→ QUOTED TEXT
>> Begin
# ..Lidl Parkside Generator..



## dooka

Hi All..

I see lidl are selling a Generator this month for £170:
Find it here

Spec:
Durable tubular steel frame and handle
Large 15L tank for approx. 11hrs of continuous use
Powerful 4-stroke petrol motor with max. 5.1kW
Peak power (watt): 2800
Continuous power (watt): 2600
Nominal voltage: 2 x 230V
Engine displacement (cm³): 208
With low oil cut-out switch to prevent engine damage
With practical handle and wheels for easy transporting
With 2 power sockets, voltmeter and overload switch and practical fuel gauge
Noise levels (db): 96
Includes oil funnel, screwdriver and spark plug spanner
Weight (kg): 42
Size approx. (cm): 52.5 x 50 x 67
3 year manufacturer's warranty

Seems decent enough, can anyone comment on these. I know they are cheap, but will be mainly used for shows, so not a huge amount of use. It looks like it should run my Kranzle K7 1.6kw start up and 1kw constant, Flex Rotary 800w constant, so guessing around 1600w start up and my Numatic wet and dry 1200w continuous, again, not sure on start load..

So what do we all think as a light use generator. May be used on the very odd detail, but never needed power as of yet. I will only be running 1 tool at a time, maybe a hoover and rotary on a very rare occasion I work with someone else, but this generator seems to be able to handle that..


----------



## Grizzle

Its not a bad generator, when i first started i used a B&Q one was exactly the same just different covers, ran perfectly until the actual power side went "BANG" quite big and a lot of smoke lol, the engine was still perfect and would easily run for 11-12hrs, i only once done a correction using it but wasnt a problem. its a great price and with a 3yrs warranty.


----------



## dooka

Cheers Griz ..

Will only be used on the odd occasion, so for the money, could be onto a winner ..


----------



## Derbyshire-stig

be wary of cheap gennys, I had a Power engineering 1 that said it would run for 15 hours blah blah, it lasted 3 hours and seized and then the seller had the balls to say it was my fault for using it too long.
>> End
→ TASK REQUIREMENTS
1. In the forum thread, what is the tank capacity of the Lidl generator?
2. From the forum thread, copy the passage starting with "Its not a bad" and going on through "Cheers Griz ..".

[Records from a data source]
>> Begin
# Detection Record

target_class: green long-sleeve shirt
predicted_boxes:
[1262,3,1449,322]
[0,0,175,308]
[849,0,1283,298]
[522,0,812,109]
>> End
→ RESPONSES
1. 15 liters.

2.
Its not a bad generator, when i first started i used a B&Q one was exactly the same just different covers, ran perfectly until the actual power side went "BANG" quite big and a lot of smoke lol, the engine was still perfect and would easily run for 11-12hrs, i only once done a correction using it but wasnt a problem. its a great price and with a 3yrs warranty.


----------



## dooka

Cheers Griz ..